● **SOURCE**:
╔══
When he served as EU high representative for foreign and security policy, and as NATO secretary-general, Solana always impressed me as highly anti-American. His thesis in his article that the US has withdrawn from its traditional role as the only international superpower, appears to be based on the first 150 days of Donald Trump’s presidency. This thesis is faulty because if anything, Trump has done more in the first 150 days to assert the US footprint than Obama did in 8 years. All of the things Solana refers to as indicia of America’s withdrawal occurred on Obama’s watch, and that includes emasculating the US, singing Kumbaya with America’s worst enemies, and deferring to everyone else and his brother, including tragically Russia and Communist China.

There is no chance the EU will emerge as a prime actor on the international stage, except as a brake on getting things done. The EU members cannot agree among themselves what to call a bagel, much less decide on the burning issues of the day. And in fact, Solana, while mentioning the US in passing, really means that China can fill that role.

Does Solana not understand the UN has been paralyzed for decades because Russia and China have veto power? And that they always use that veto power to protect the evil flavor of the month?
╚══
● **DATASET**:
╔══
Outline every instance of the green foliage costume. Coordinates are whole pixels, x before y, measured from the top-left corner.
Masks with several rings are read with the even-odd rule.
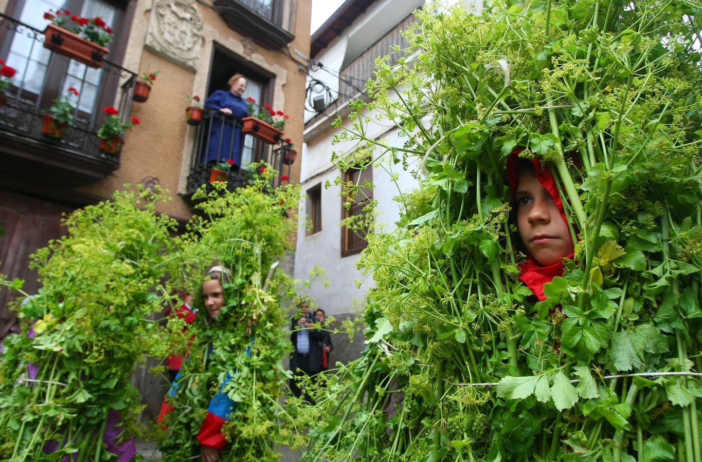
[[[288,442],[277,421],[278,414],[284,414],[282,358],[291,350],[282,302],[294,297],[294,289],[291,280],[275,267],[284,252],[292,249],[289,236],[297,222],[286,212],[298,203],[299,189],[287,186],[267,192],[267,180],[274,173],[267,171],[263,179],[234,193],[209,193],[199,205],[207,218],[194,220],[185,238],[192,243],[185,246],[184,258],[194,264],[185,280],[194,283],[190,292],[198,294],[193,305],[199,311],[189,330],[195,340],[180,370],[177,393],[173,389],[168,398],[173,409],[160,424],[168,426],[159,444],[164,460],[199,454],[195,437],[204,434],[201,426],[206,418],[206,424],[226,421],[221,431],[231,442],[220,453],[220,461],[277,460],[275,445]],[[222,313],[213,320],[203,306],[200,284],[214,259],[230,274],[223,280]],[[235,403],[228,416],[220,415],[223,412],[216,412],[211,402],[218,393]]]
[[[307,460],[702,460],[699,4],[417,18],[336,138],[426,176],[359,262],[369,346],[307,411]],[[367,136],[376,117],[403,145]],[[536,304],[517,277],[515,147],[553,172],[578,243]]]

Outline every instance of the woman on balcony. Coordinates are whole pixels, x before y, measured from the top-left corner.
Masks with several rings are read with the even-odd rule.
[[[229,91],[218,90],[205,101],[206,109],[216,109],[223,114],[240,119],[249,115],[246,102],[241,95],[246,90],[246,78],[235,74],[229,79]],[[205,153],[205,162],[224,162],[232,159],[234,168],[241,165],[241,149],[244,135],[241,124],[232,119],[216,117],[212,119],[209,144]]]

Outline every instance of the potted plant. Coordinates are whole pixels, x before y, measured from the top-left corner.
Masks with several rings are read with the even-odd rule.
[[[72,15],[68,10],[49,10],[44,17],[51,21],[44,29],[44,48],[91,67],[102,67],[105,55],[110,53],[105,45],[113,36],[105,20]]]
[[[224,162],[220,162],[216,165],[210,169],[210,183],[215,182],[225,182],[229,177],[230,170],[234,165],[234,161],[227,159]]]
[[[12,78],[15,76],[15,69],[5,64],[5,62],[0,60],[0,107],[7,102],[7,97],[5,96],[5,90],[12,85]]]
[[[129,122],[122,123],[119,111],[112,106],[105,107],[102,111],[107,114],[107,117],[98,130],[97,135],[100,140],[100,151],[106,154],[116,154],[124,144],[122,138],[124,132],[139,125],[139,119],[132,117]]]
[[[254,111],[257,107],[256,102],[252,97],[246,98],[246,104],[249,105],[249,113],[251,115],[241,119],[244,124],[241,132],[269,144],[277,144],[282,138],[285,121],[289,116],[282,111],[274,111],[270,104],[265,104],[263,108],[259,107],[258,111]]]
[[[293,144],[292,140],[286,138],[283,144],[283,163],[286,165],[291,165],[295,163],[295,159],[298,157],[298,151],[293,149],[295,144]]]
[[[140,81],[138,81],[134,86],[134,101],[137,102],[144,102],[149,99],[149,93],[151,93],[151,86],[156,80],[156,76],[161,74],[161,71],[154,71],[153,72],[145,72],[139,76]]]
[[[190,102],[190,105],[185,108],[185,120],[188,125],[198,125],[202,121],[202,116],[204,109],[202,109],[202,103],[200,102],[200,97],[198,95],[188,96],[187,100]]]
[[[63,138],[63,131],[73,123],[76,108],[71,104],[71,95],[79,96],[80,93],[74,87],[69,87],[66,95],[54,100],[49,108],[48,114],[44,116],[44,126],[41,134],[57,140]]]

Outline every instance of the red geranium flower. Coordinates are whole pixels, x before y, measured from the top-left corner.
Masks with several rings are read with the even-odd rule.
[[[2,69],[0,69],[0,75],[3,77],[12,77],[15,75],[15,72],[16,72],[17,71],[15,71],[13,67],[4,65]]]

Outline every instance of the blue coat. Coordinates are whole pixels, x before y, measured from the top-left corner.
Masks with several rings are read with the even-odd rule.
[[[232,116],[237,118],[249,115],[246,102],[231,91],[218,90],[205,101],[206,109],[218,111],[225,107],[231,109]],[[241,127],[234,128],[230,118],[216,116],[212,118],[209,143],[209,146],[206,148],[207,151],[205,153],[205,162],[224,162],[227,159],[232,159],[237,166],[241,166],[244,134],[241,133]]]

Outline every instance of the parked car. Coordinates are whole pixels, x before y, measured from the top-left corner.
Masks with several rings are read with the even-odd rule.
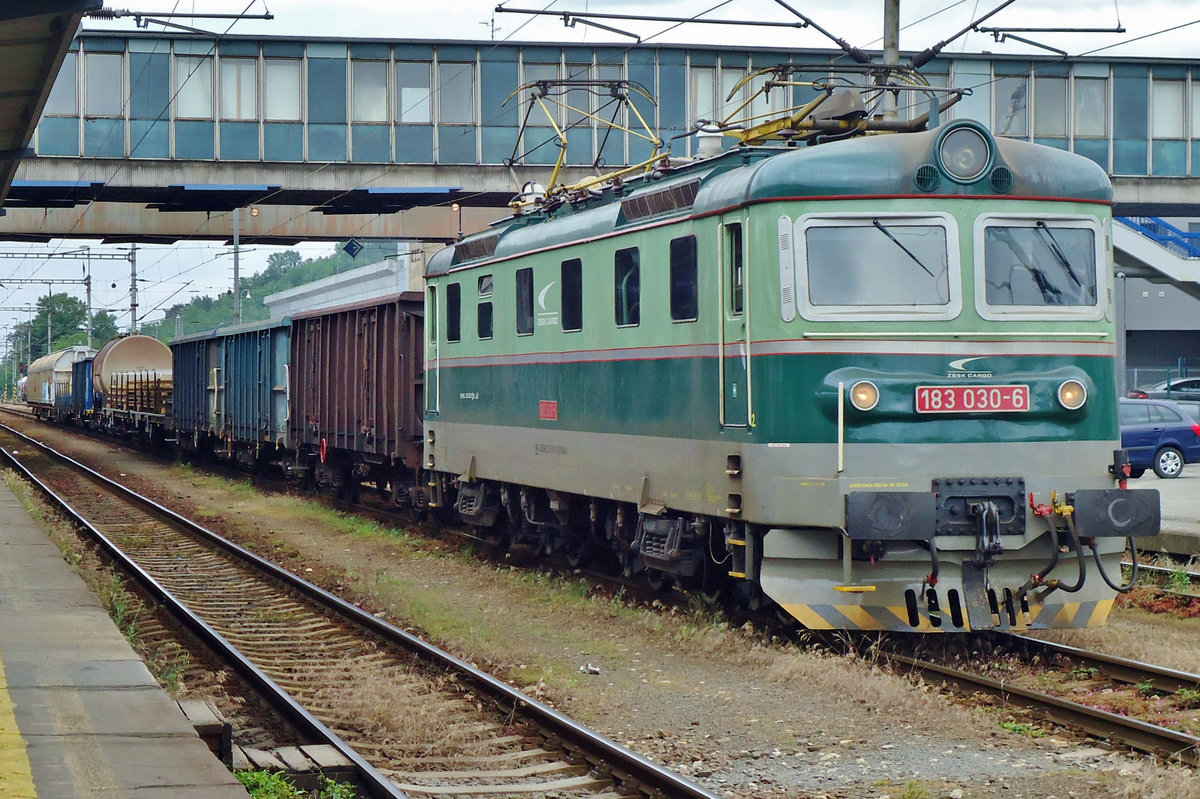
╚══
● **WRITTEN TASKS**:
1. Answer these from the comment on Solana's article:
(a) On whose watch does it say the signs of America's withdrawal that Solana cites occurred?
(b) What does it say EU members cannot agree on what to call?
(c) Which two countries does it say have veto power at the UN?
2. Go on with the comment on Solana's article from the point where it stops.
The listing plays no part here.

● **ANSWERS PER TASK**:
1.
(a) Obama's
(b) A bagel
(c) Russia and China

2.
There is an insidious propagada at play by those in countries where Kommunist Kash is most welcome to blithely promote China’s rise, and America’s demise. This should be troubling to any person supporting democracy, justice, and human rights.

A second Project Syndicate article “Looking for a candidate to fill the US’ shoes” by Richard Haass, President of the Council on Foreign Relations published in the Taipei Times (June 28, 2017, Page 9) also discusses the alleged withdrawal of the U.S. from international leadership. Less ebullient about China, the article nevertheless assumes the US will not lead in the foreseeable future: “As a result, the US will no longer play the leading international role that has defined its foreign policy for three quarters of a century, under Democratic and Republican presidents alike.” Mr. Haass pulls no punches and makes this statement sound like a matter of fact. This is quite presumptuous, and betrays a disconnect caused by doubt in President Trump’s leadership, but actually missing historical rhythms which have been in place for decades.

Mr. Haass discusses how the US has abandoned its leadership with Trump’s America First policy, but truthfully the situations discussed are more the result of 8 years of President Obama’s international incompetence than Mr. Trump’s first 150 days.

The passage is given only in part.